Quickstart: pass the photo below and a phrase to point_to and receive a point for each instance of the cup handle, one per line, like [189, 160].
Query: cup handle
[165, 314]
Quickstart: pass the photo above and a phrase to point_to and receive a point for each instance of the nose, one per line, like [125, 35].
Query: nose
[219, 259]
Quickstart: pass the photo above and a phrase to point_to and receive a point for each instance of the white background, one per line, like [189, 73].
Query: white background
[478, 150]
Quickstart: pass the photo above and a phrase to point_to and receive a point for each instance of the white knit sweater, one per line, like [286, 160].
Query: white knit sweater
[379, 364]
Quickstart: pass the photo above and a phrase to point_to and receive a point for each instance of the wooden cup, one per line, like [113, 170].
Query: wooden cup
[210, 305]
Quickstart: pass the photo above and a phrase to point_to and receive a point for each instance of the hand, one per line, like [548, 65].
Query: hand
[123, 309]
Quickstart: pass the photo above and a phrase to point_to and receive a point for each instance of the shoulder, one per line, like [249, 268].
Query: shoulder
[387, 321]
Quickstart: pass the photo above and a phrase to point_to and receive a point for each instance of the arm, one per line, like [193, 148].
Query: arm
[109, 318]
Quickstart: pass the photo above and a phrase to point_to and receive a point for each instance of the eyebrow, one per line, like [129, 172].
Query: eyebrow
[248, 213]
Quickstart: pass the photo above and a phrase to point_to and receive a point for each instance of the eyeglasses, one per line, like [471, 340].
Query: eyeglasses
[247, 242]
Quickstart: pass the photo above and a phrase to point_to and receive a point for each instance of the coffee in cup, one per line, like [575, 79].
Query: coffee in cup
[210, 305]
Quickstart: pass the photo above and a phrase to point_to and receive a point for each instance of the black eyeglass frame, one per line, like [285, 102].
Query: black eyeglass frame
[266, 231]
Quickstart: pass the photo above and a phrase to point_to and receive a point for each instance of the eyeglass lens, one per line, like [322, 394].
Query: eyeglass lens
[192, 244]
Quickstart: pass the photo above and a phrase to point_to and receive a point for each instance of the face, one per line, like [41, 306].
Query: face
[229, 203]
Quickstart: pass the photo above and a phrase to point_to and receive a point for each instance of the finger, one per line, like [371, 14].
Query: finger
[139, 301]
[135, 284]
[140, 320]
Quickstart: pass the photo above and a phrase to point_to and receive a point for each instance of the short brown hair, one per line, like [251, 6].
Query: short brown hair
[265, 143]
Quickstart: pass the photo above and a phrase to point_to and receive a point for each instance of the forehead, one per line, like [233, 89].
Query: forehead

**What the task requires:** Output each entry exactly. Leave none out.

**Written reply:**
Quickstart: pass the photo below and a phrase to point_to and receive a point for each instance of the cup handle, one per line, like [189, 160].
Query: cup handle
[165, 314]
Quickstart: pass the photo above and a phrase to point_to and receive a point for each instance of the nose, one per line, like [125, 35].
Query: nose
[219, 259]
Quickstart: pass the photo above and a phrase to point_to and receive a point for each instance of the white background, one per line, like [189, 73].
Query: white background
[478, 150]
Quickstart: pass the photo above and a phrase to point_to and receive a point for each instance of the white knit sweater, one per line, like [286, 160].
Query: white knit sweater
[379, 364]
Quickstart: pass the photo above and a phrase to point_to and receive a point for each instance of the wooden cup, one per line, like [113, 170].
Query: wooden cup
[210, 305]
Quickstart: pass the photo above and a phrase to point_to and receive a point for each instance of the hand, one per line, like [548, 65].
Query: hand
[123, 309]
Quickstart: pass the photo above and a phrase to point_to and receive a point for each instance of the shoulder, one per line, like [249, 268].
Query: shoulder
[387, 321]
Quickstart: pass the photo above and a phrase to point_to and receive a point for each instance of the arm, one per line, like [193, 148].
Query: arm
[109, 318]
Quickstart: pass the photo above and a phrase to point_to and receive a point for each instance of the eyebrow, one per line, like [129, 172].
Query: eyebrow
[248, 213]
Quickstart: pass the photo above and a phrase to point_to and receive a point for each instance of the eyeglasses, one per line, like [471, 340].
Query: eyeglasses
[247, 242]
Quickstart: pass the photo above and a phrase to point_to and receive a point for each instance of the coffee in cup, one per line, like [575, 79].
Query: coffee in cup
[210, 305]
Quickstart: pass the photo above and a phrase to point_to and receive a point for each instance of the black eyeglass frame, one per line, like [285, 102].
Query: black eyeglass frame
[266, 231]
Quickstart: pass the photo above and a phrase to point_to and receive a point for each instance of the eyeglass lens, one per line, like [322, 394].
Query: eyeglass lens
[192, 244]
Quickstart: pass the photo above and a phrase to point_to and receive a point for each instance of the face, one per line, like [41, 306].
Query: face
[229, 203]
Quickstart: pass the photo above and a phrase to point_to and receive a point for each instance of the finger, one per line, like [371, 14].
Query: finger
[139, 301]
[135, 284]
[140, 320]
Quickstart: pass the photo above and a phrase to point_to and receive a point for each instance of the short brown hair, one per line, like [251, 6].
Query: short brown hair
[265, 143]
Quickstart: pass the photo above and a phrase to point_to and receive a point for each instance of the forehead, one per line, like [233, 89].
Query: forehead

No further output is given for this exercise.